TO BE DONE
Set down every record once more, exactly as given.

━━━━━ THE DATA ━━━━━

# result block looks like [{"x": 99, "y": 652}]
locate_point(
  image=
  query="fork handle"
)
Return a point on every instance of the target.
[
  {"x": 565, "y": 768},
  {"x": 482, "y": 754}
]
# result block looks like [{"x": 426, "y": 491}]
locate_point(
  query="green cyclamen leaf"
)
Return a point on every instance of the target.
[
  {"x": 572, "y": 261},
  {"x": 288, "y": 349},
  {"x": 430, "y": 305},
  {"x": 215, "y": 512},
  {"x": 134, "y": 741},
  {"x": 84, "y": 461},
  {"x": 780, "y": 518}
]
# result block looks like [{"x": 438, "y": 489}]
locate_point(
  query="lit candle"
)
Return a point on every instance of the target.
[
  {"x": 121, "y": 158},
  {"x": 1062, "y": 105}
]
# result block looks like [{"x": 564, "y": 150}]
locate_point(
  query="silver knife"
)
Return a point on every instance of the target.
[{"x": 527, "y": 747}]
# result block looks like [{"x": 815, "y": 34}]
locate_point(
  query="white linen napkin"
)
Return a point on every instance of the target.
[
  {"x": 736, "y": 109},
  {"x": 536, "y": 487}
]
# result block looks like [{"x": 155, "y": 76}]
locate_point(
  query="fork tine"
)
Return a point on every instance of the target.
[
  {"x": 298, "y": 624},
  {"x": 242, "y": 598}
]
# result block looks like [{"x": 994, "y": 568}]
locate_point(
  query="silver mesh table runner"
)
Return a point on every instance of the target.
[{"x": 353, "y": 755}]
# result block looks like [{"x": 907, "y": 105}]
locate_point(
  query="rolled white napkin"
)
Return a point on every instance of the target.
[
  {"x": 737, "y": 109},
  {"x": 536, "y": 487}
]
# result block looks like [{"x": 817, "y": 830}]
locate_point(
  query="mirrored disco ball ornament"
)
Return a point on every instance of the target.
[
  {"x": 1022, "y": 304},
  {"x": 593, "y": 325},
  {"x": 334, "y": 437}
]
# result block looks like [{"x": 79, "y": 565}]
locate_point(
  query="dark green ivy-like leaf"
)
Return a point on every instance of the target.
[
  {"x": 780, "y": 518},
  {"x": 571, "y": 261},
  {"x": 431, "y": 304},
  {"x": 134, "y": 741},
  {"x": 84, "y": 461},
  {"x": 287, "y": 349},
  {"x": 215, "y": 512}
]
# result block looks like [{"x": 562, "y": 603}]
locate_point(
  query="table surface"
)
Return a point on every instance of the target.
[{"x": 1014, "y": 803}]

━━━━━

CORRECT OUTPUT
# result block looks like [{"x": 99, "y": 652}]
locate_point(
  image=
  query="fork handle"
)
Return a point on every instance of the target.
[
  {"x": 565, "y": 768},
  {"x": 482, "y": 754}
]
# result block looks like [{"x": 426, "y": 491}]
locate_point(
  query="green cyclamen leaf"
)
Return a point on every instance of the target.
[
  {"x": 572, "y": 261},
  {"x": 288, "y": 349},
  {"x": 430, "y": 305},
  {"x": 215, "y": 512},
  {"x": 134, "y": 741},
  {"x": 84, "y": 461},
  {"x": 780, "y": 518}
]
# result block looks like [{"x": 438, "y": 489}]
locate_point(
  query="lit candle"
)
Return a point on every instance of the target.
[
  {"x": 121, "y": 158},
  {"x": 1062, "y": 105}
]
# result block looks like [{"x": 564, "y": 150}]
locate_point(
  query="silver knife"
)
Return a point on every instance of the target.
[{"x": 527, "y": 747}]
# result block looks like [{"x": 815, "y": 34}]
locate_point(
  query="white linen napkin"
)
Return a point on every instance of the target.
[
  {"x": 736, "y": 109},
  {"x": 536, "y": 487}
]
# result block looks like [{"x": 155, "y": 76}]
locate_point(
  query="fork tine"
)
Return a point on every instance of the target.
[
  {"x": 298, "y": 624},
  {"x": 242, "y": 598}
]
# result block looks like [{"x": 994, "y": 568}]
locate_point(
  query="silver mesh table runner"
)
Return a point on every instance of the target.
[{"x": 353, "y": 755}]
# result block looks like [{"x": 907, "y": 105}]
locate_point(
  query="rolled white napkin"
)
Return a point on every instance of the target.
[
  {"x": 737, "y": 109},
  {"x": 536, "y": 487}
]
# result block looks like [{"x": 817, "y": 830}]
locate_point(
  query="mirrored disco ball ornament"
)
Return a point on every instance of the target.
[
  {"x": 1022, "y": 304},
  {"x": 593, "y": 325},
  {"x": 334, "y": 437}
]
# result block looks like [{"x": 79, "y": 565}]
locate_point(
  query="dark green ivy-like leaf"
)
Return a point on every instance of the target.
[
  {"x": 780, "y": 518},
  {"x": 571, "y": 261},
  {"x": 431, "y": 304},
  {"x": 134, "y": 741},
  {"x": 84, "y": 461},
  {"x": 287, "y": 349},
  {"x": 215, "y": 512}
]
# result block looks like [{"x": 562, "y": 603}]
locate_point(
  query="table surface"
)
Return a point on every instance of the target.
[{"x": 1014, "y": 803}]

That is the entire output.